§ SET TASK
Count the lines in the entries below that contain the string "shoulder", matching case exactly. Reply with only the number.

§ DATA ROWS
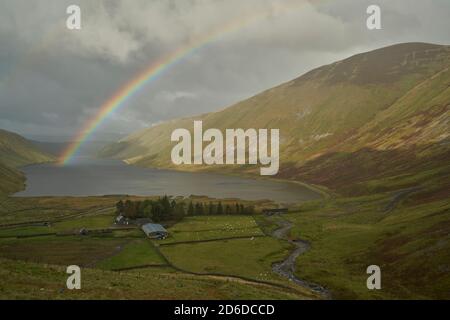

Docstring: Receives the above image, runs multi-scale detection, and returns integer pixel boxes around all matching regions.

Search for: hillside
[102,43,450,193]
[0,129,53,195]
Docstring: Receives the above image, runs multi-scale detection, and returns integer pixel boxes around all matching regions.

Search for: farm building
[142,223,169,239]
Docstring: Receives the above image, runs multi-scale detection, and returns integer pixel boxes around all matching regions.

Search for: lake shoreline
[12,157,324,204]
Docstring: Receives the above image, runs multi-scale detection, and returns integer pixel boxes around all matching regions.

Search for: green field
[159,216,263,244]
[96,239,165,270]
[0,197,317,299]
[161,237,289,281]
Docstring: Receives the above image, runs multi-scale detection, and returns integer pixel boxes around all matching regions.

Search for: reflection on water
[16,157,319,202]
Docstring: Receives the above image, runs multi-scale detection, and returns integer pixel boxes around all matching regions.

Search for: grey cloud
[0,0,450,137]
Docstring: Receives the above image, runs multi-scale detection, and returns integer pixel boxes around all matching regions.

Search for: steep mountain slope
[102,43,450,192]
[0,129,53,167]
[0,129,53,196]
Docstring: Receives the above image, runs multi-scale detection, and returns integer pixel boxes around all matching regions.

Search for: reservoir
[15,157,320,203]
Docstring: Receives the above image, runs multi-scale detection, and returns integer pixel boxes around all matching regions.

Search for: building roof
[142,223,168,234]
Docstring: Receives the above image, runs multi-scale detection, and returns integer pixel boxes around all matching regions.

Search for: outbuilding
[141,223,169,239]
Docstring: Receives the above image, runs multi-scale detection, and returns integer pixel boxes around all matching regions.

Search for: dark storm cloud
[0,0,450,137]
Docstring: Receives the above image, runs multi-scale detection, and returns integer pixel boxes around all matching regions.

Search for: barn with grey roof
[141,223,169,239]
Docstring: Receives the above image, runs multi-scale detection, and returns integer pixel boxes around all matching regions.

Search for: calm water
[16,157,319,202]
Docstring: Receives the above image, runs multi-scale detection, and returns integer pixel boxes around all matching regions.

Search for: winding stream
[272,214,331,299]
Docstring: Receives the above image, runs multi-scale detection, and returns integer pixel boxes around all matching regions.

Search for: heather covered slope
[0,129,53,196]
[102,43,450,195]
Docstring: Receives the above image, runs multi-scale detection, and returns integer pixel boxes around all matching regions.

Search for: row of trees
[187,201,255,216]
[116,196,255,222]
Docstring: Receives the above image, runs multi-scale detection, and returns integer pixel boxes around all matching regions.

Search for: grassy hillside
[102,43,450,192]
[99,43,450,299]
[0,129,53,196]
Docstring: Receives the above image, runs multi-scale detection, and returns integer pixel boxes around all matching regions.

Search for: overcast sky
[0,0,450,140]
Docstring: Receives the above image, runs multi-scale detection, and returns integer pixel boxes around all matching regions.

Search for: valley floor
[0,170,450,299]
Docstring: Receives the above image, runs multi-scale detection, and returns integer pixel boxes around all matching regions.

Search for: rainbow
[58,0,304,165]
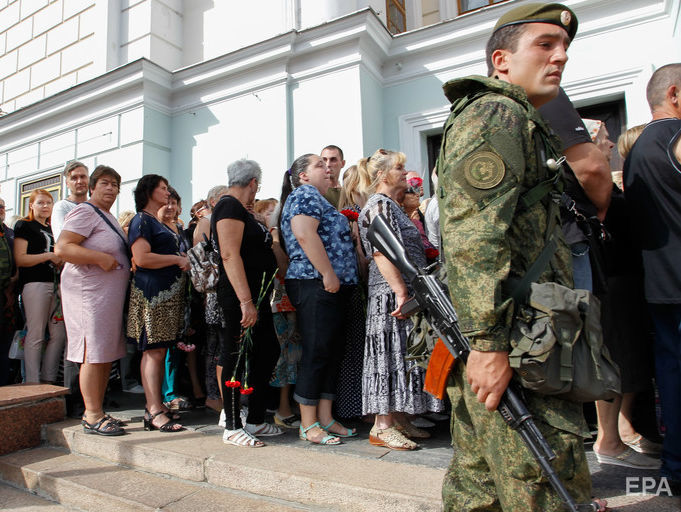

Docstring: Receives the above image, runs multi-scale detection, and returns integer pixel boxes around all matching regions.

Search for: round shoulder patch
[463,151,506,190]
[560,11,572,27]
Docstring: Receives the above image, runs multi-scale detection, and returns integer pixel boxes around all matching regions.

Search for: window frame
[456,0,508,15]
[19,173,62,218]
[385,0,407,35]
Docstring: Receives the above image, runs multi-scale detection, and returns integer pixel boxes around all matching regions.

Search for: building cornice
[0,0,678,147]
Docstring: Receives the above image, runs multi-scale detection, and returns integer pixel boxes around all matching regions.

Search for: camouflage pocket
[509,283,620,402]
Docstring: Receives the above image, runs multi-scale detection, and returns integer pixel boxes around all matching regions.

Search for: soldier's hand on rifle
[390,293,409,320]
[322,271,340,293]
[466,350,513,411]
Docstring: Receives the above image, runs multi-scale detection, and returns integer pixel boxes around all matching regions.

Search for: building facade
[0,0,681,218]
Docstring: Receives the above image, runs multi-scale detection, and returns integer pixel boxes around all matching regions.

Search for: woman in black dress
[211,160,283,448]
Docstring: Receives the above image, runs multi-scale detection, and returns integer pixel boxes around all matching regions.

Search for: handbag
[85,201,132,316]
[9,327,26,359]
[187,235,220,293]
[506,132,621,402]
[509,283,620,402]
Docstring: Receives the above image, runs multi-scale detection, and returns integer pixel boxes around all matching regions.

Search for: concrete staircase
[0,421,444,512]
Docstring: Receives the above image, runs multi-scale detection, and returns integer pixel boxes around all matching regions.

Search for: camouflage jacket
[438,76,572,351]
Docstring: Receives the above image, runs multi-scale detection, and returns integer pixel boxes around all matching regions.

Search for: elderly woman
[55,165,130,436]
[211,160,283,448]
[157,187,194,411]
[357,149,442,450]
[127,174,189,432]
[280,154,357,445]
[14,189,66,384]
[192,185,227,414]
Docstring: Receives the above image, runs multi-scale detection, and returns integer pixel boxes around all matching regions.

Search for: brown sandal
[369,426,419,450]
[395,421,430,439]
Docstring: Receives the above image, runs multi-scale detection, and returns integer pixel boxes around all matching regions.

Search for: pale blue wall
[362,68,386,157]
[383,76,449,149]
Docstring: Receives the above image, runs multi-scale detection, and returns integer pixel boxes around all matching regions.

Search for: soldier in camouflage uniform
[438,4,591,512]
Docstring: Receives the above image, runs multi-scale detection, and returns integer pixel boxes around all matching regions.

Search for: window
[459,0,506,14]
[19,174,61,217]
[385,0,407,34]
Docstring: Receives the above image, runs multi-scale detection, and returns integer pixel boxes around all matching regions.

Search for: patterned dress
[329,204,367,418]
[127,212,186,350]
[270,272,303,388]
[359,194,443,414]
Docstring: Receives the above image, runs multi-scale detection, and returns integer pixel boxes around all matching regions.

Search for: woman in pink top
[55,165,130,436]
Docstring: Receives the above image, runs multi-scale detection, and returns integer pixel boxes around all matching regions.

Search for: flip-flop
[322,420,357,438]
[298,421,341,446]
[82,416,125,436]
[594,446,660,469]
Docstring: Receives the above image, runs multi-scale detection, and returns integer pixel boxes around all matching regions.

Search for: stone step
[45,422,444,511]
[0,484,76,512]
[0,447,314,512]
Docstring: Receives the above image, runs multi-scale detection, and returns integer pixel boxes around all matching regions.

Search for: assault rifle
[368,214,599,512]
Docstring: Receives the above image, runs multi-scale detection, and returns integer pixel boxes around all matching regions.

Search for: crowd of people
[0,4,681,510]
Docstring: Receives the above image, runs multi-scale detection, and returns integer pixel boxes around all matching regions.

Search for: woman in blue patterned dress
[357,149,442,450]
[280,154,357,444]
[127,174,189,432]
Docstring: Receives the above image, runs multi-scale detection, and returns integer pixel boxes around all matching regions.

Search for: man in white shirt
[51,160,90,244]
[50,160,90,418]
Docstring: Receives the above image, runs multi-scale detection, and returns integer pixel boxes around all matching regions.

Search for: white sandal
[244,423,284,437]
[222,428,265,448]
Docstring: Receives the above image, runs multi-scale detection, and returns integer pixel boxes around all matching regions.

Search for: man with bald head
[319,144,345,208]
[623,63,681,485]
[437,3,604,512]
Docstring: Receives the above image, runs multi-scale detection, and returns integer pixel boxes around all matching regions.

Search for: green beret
[494,4,577,40]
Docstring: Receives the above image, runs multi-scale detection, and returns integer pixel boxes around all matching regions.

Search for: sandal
[81,415,125,436]
[243,423,284,437]
[322,420,357,437]
[298,421,341,446]
[274,412,300,428]
[163,396,192,410]
[144,405,182,420]
[395,421,430,439]
[104,413,128,427]
[144,410,184,432]
[369,426,418,450]
[222,428,265,448]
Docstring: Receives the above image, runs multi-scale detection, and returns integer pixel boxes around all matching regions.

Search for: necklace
[142,210,180,254]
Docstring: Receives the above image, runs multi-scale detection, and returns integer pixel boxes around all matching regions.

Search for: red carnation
[225,377,241,388]
[341,209,359,222]
[426,247,440,260]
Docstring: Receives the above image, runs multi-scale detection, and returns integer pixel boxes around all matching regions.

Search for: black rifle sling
[85,201,132,260]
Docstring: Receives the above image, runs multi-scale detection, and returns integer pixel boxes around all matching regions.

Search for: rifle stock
[367,214,599,512]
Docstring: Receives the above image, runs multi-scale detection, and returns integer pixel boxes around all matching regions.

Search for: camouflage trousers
[442,364,591,512]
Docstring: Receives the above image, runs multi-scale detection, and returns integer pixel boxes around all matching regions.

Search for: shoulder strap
[85,201,132,259]
[510,130,562,303]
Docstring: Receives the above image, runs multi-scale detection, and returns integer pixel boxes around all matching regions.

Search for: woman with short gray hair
[227,158,262,188]
[211,160,283,448]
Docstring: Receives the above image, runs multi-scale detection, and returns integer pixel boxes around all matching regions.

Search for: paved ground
[98,393,681,512]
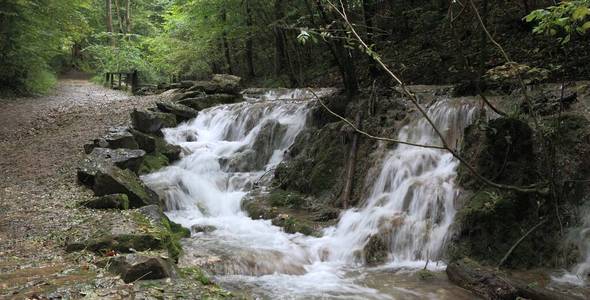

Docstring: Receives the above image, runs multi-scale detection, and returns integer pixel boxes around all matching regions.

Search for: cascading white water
[143,90,474,298]
[551,209,590,287]
[312,101,475,265]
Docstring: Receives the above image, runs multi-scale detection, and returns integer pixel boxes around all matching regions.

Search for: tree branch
[324,0,547,194]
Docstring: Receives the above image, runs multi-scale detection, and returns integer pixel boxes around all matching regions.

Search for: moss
[272,216,318,235]
[269,189,305,208]
[180,267,214,285]
[139,153,170,174]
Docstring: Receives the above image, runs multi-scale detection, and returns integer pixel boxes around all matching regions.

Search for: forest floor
[0,76,162,298]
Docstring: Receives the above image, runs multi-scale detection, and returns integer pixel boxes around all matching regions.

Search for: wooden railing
[105,70,139,94]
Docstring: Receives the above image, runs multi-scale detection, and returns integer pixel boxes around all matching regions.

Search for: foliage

§ ANSWER IN FULL
2